■ **Exercise objective**
Scan the entries below. List each line with "positive".

■ **Records supplied**

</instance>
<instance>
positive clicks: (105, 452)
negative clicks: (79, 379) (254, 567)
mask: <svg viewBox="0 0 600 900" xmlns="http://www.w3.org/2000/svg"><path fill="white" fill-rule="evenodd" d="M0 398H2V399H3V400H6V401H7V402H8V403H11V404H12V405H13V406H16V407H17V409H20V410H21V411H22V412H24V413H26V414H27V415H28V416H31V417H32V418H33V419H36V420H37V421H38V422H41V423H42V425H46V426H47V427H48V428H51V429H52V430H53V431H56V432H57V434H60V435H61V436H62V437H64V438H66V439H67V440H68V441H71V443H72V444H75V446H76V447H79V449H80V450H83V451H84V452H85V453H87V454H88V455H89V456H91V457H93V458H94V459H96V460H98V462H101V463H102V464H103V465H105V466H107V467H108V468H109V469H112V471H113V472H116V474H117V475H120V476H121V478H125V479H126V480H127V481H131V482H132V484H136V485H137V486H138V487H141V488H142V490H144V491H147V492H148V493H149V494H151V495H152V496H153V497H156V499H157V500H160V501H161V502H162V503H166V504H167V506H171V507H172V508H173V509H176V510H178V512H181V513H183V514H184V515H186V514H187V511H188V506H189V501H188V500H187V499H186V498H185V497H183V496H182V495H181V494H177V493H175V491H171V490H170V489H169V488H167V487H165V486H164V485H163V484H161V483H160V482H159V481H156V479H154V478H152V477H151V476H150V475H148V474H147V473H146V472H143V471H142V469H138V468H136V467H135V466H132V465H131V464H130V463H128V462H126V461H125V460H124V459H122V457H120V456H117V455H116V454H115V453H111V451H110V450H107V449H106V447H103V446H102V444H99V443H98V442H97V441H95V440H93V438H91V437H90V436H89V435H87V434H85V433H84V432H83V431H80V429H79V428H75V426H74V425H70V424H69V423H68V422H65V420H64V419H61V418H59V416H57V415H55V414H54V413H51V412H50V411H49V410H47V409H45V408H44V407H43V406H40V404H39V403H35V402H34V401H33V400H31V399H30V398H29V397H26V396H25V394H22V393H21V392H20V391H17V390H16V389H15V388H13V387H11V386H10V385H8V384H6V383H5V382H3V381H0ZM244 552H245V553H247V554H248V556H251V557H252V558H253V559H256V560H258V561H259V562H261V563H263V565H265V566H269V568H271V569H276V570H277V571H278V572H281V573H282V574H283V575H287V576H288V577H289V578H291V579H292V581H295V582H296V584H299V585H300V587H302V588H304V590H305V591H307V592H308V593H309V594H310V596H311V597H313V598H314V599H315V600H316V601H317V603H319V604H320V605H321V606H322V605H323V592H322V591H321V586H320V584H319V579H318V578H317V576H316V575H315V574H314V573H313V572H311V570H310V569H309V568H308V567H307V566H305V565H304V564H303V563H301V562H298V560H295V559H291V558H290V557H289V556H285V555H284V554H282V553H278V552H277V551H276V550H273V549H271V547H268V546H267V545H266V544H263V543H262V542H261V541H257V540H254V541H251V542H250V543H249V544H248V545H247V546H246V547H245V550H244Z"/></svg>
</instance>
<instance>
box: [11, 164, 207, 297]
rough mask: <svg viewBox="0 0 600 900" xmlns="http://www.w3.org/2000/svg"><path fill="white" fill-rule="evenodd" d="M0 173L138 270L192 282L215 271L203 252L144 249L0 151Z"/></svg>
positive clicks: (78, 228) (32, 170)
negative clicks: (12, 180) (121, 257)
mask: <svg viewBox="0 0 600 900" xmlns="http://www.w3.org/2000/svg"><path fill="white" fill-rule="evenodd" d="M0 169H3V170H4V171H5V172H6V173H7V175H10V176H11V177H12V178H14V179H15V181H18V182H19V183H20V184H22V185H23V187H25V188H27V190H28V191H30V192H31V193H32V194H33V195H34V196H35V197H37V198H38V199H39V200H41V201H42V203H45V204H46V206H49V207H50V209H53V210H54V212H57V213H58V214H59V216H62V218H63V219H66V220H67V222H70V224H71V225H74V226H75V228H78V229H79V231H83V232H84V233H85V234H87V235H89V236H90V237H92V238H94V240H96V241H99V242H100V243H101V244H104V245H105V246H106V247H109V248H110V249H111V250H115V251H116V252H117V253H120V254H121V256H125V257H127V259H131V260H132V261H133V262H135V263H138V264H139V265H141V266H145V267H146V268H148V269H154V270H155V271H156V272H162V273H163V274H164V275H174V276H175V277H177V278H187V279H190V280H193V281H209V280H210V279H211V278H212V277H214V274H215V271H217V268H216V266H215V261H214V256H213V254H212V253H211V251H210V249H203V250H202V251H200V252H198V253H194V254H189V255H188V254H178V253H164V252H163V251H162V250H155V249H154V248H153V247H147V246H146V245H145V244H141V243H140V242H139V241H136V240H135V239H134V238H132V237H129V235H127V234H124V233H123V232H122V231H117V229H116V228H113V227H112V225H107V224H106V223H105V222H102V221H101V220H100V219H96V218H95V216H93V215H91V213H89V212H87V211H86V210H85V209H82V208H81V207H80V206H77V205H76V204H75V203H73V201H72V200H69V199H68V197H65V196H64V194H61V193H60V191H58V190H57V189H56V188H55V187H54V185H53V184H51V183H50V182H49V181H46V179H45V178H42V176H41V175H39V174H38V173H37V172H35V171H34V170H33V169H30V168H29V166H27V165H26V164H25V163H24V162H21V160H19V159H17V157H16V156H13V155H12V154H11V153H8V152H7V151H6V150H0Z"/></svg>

---

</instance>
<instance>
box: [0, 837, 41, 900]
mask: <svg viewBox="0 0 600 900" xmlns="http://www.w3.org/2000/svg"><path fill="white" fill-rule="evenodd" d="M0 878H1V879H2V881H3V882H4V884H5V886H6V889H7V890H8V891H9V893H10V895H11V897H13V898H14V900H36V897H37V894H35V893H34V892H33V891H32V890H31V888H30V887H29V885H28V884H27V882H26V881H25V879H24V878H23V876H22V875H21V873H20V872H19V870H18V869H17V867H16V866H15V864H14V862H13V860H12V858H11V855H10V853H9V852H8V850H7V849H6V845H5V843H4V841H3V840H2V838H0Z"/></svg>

■ **Output for this task**
positive clicks: (105, 452)
positive clicks: (78, 228) (32, 170)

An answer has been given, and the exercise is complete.